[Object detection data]
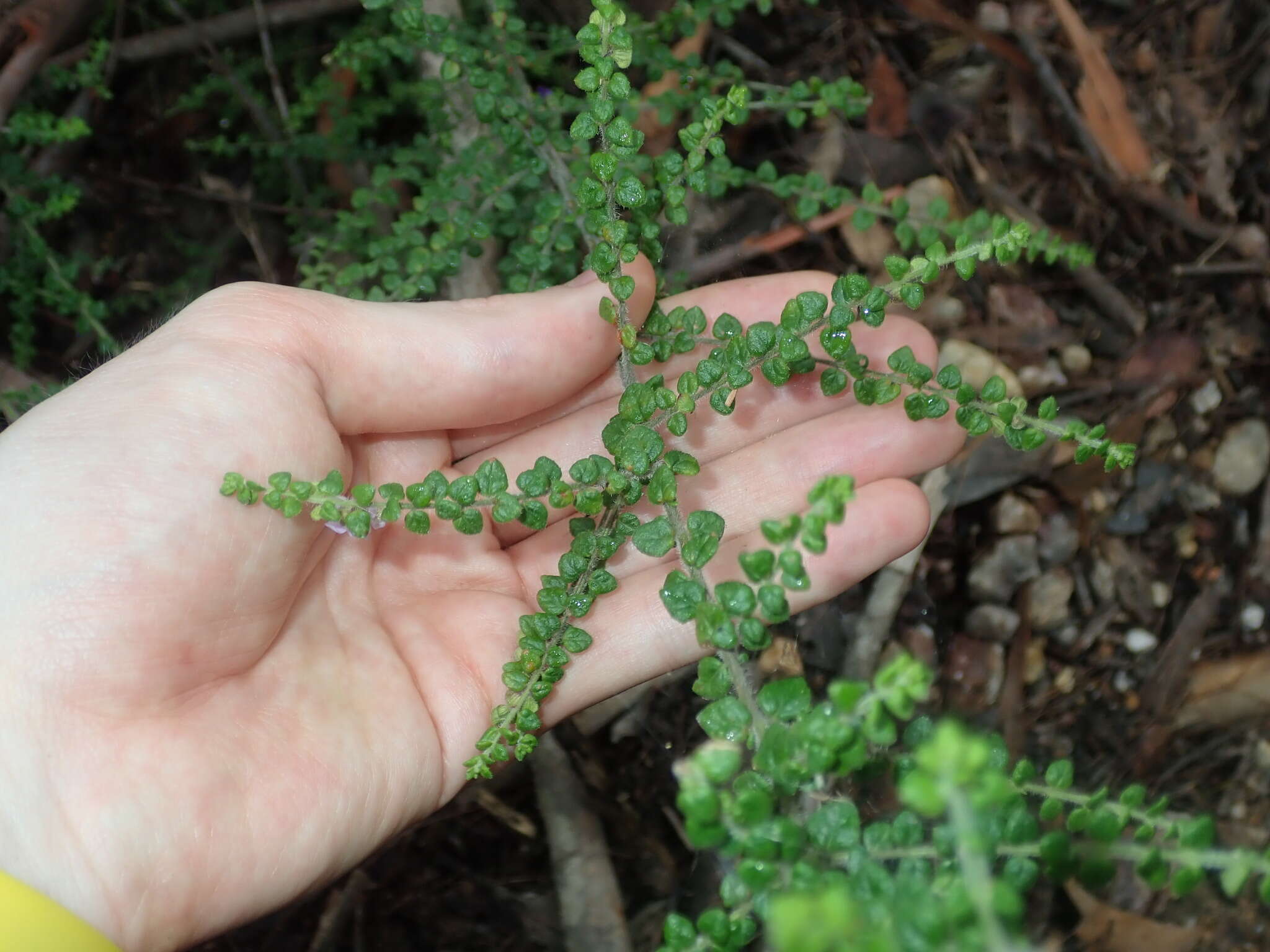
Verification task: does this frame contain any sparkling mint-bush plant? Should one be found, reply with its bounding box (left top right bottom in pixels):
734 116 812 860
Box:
221 0 1270 952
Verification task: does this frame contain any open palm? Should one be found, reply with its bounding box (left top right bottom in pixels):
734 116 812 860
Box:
0 262 960 951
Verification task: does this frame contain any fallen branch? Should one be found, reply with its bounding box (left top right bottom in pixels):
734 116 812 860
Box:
0 0 87 126
530 734 631 952
48 0 362 66
960 169 1147 337
1049 0 1150 180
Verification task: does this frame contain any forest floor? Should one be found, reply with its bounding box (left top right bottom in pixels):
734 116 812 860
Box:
10 0 1270 952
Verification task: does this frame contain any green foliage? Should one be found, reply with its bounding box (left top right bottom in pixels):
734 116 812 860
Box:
210 0 1270 952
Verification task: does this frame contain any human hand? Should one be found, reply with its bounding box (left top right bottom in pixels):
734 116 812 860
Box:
0 259 961 952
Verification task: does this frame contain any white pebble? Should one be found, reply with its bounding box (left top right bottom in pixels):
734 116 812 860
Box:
1058 344 1093 377
1240 602 1266 631
1124 628 1160 655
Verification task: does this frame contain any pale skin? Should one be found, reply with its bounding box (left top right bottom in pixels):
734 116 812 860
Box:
0 259 961 952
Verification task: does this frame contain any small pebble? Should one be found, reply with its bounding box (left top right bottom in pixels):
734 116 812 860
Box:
1124 628 1160 655
1058 344 1093 377
1190 379 1222 416
1018 358 1067 396
1028 569 1076 631
967 536 1040 603
1036 513 1081 565
1240 602 1266 631
965 603 1018 641
1213 418 1270 496
992 493 1040 536
975 0 1010 33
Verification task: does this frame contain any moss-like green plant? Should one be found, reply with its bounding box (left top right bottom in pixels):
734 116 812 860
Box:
221 0 1270 952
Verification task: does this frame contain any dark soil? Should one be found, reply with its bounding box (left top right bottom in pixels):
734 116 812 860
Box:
10 0 1270 952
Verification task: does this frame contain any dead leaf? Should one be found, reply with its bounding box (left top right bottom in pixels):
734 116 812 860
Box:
1120 333 1204 418
758 635 802 678
1175 650 1270 728
1049 0 1150 180
944 635 1006 713
904 175 961 218
865 53 908 138
1064 882 1204 952
1191 0 1228 60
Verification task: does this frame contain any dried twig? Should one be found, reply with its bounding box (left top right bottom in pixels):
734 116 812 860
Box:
114 175 338 218
0 0 87 126
252 0 290 122
1049 0 1150 180
1142 575 1225 720
530 734 631 952
50 0 362 66
1172 262 1270 278
960 169 1147 335
899 0 1031 73
1016 30 1106 177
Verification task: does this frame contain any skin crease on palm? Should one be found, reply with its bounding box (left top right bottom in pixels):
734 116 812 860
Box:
0 259 961 952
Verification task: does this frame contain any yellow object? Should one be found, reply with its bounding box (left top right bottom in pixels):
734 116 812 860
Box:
0 870 120 952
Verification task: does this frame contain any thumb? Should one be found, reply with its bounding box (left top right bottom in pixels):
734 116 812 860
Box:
203 255 655 434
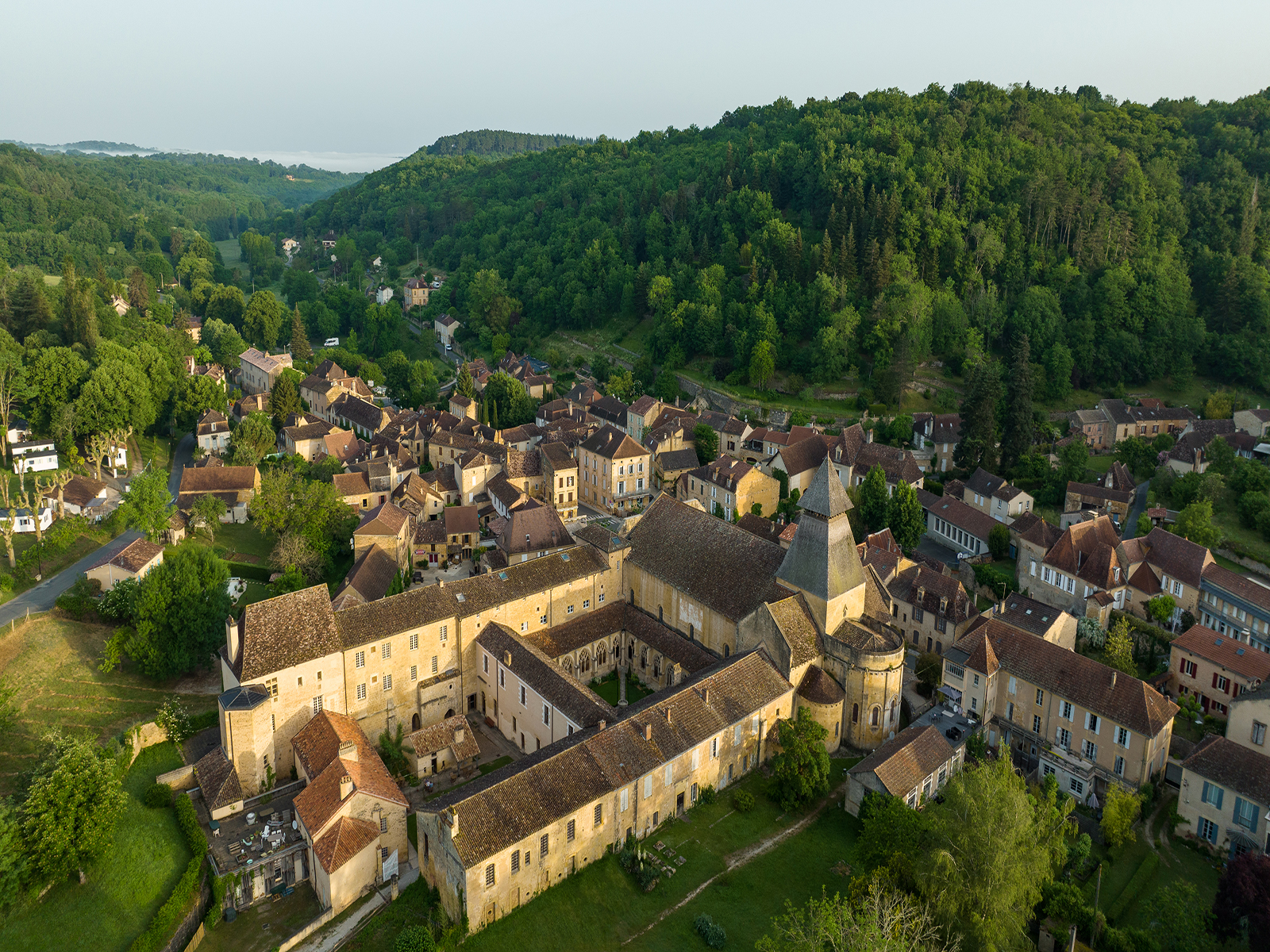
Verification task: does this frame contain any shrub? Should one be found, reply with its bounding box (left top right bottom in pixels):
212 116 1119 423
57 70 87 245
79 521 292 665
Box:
692 912 728 948
392 925 437 952
144 783 171 810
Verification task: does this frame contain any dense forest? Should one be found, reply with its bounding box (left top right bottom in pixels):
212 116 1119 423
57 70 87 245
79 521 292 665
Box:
424 129 593 159
0 144 360 279
292 83 1270 402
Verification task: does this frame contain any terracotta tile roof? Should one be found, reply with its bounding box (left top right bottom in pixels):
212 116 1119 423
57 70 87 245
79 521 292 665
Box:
851 724 952 797
291 711 406 835
917 486 1001 543
1171 624 1270 688
405 715 480 763
233 584 341 683
353 503 410 536
627 493 785 620
423 651 792 868
334 543 608 647
314 816 379 873
1183 734 1270 810
1143 525 1213 589
798 664 847 704
476 622 614 727
194 744 243 810
1202 562 1270 612
950 618 1177 738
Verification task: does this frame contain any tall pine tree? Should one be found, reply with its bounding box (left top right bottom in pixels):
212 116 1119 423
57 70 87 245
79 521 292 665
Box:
1001 334 1035 470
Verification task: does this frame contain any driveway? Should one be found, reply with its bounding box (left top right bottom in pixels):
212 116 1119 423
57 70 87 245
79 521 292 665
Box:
1124 482 1151 538
0 531 141 624
167 433 194 499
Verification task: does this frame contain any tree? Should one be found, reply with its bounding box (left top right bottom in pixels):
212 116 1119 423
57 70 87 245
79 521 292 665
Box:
772 707 829 810
291 306 314 363
1147 595 1177 624
118 468 176 542
988 522 1010 560
749 340 776 390
1001 334 1035 470
1173 499 1222 548
269 370 305 428
102 543 233 681
754 883 957 952
243 290 282 351
692 423 719 466
870 479 926 552
230 410 278 466
954 360 1001 472
189 493 225 539
21 735 129 884
1103 783 1141 848
175 374 226 433
1209 850 1270 952
916 757 1073 950
1103 618 1138 678
856 465 898 541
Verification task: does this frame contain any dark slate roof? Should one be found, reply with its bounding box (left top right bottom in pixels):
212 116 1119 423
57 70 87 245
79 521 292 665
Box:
1183 734 1270 810
627 493 785 620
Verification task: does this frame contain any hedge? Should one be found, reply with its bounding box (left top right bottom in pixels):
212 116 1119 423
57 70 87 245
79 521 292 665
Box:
1107 852 1160 922
129 793 207 952
221 559 273 582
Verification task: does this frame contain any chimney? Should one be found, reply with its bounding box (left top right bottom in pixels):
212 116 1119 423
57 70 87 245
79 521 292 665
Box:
225 616 243 664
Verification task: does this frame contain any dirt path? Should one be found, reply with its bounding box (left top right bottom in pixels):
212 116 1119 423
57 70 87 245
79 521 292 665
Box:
622 783 847 946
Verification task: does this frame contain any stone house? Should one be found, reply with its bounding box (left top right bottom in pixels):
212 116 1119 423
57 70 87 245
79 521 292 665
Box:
1168 624 1270 717
941 618 1177 802
291 711 409 912
1177 734 1270 858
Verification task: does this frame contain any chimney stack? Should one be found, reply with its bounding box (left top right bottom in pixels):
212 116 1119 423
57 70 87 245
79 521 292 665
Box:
225 616 243 664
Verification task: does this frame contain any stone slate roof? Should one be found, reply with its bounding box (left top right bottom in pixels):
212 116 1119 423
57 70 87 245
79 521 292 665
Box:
334 543 610 647
423 651 792 868
627 493 785 622
231 584 341 683
194 744 243 810
851 724 952 797
1171 624 1270 685
476 622 614 727
1183 734 1270 810
950 618 1179 738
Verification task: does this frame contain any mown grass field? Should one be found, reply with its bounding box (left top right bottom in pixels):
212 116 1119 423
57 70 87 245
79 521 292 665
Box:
0 612 218 802
0 744 190 952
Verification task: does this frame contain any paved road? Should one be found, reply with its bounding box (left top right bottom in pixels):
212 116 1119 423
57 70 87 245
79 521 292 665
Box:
0 532 141 624
1124 482 1151 538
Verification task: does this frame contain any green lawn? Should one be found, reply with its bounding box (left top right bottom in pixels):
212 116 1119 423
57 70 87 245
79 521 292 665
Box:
452 760 857 952
0 614 216 802
198 882 321 952
0 744 190 952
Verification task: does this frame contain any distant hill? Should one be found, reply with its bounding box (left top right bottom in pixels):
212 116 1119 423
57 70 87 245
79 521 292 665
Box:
424 129 595 159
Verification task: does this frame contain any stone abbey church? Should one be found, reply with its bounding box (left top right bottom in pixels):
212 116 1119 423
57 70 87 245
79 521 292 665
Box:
199 461 904 928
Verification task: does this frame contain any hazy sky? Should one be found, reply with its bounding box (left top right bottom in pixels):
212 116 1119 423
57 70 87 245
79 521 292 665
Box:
0 0 1270 167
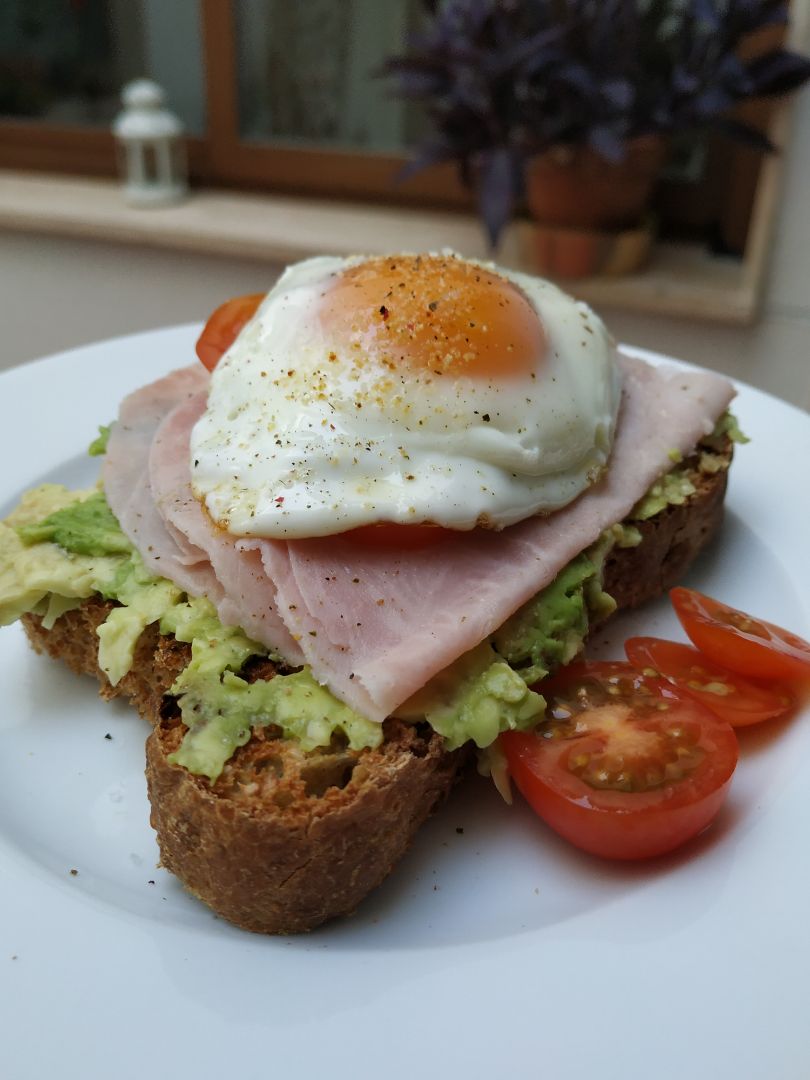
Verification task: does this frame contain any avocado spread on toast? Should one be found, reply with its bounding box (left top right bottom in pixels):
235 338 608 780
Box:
0 414 744 780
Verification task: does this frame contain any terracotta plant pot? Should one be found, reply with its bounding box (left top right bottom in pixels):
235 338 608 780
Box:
524 220 653 279
526 135 667 231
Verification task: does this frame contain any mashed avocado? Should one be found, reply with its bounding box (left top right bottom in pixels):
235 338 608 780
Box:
0 414 744 780
630 411 751 522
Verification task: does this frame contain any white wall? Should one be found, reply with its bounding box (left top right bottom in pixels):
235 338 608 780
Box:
0 92 810 410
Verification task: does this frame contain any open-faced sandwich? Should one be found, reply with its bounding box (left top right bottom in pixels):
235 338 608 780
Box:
0 254 747 932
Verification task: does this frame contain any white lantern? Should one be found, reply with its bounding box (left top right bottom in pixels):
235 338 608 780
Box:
112 79 188 206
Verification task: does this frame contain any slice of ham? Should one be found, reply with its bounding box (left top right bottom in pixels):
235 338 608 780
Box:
139 357 733 721
103 364 225 602
149 391 305 664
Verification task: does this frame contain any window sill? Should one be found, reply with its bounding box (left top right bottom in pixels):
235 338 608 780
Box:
0 172 772 323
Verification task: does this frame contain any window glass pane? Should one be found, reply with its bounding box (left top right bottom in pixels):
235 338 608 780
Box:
234 0 423 151
0 0 205 134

_What the task requires_
Transcribe the lines word for word, starting at the line that contains "Verification task: does this frame contain any stone abbey" and ending at the line that contains "199 461 904 928", with both of those lines included.

_Full response_
Verification task: does this frame contain any stone abbey church? Should one be found, reply with its bounding box (left top right bottom in pixels):
212 116 1119 423
57 70 87 245
79 521 292 665
Box:
199 461 904 928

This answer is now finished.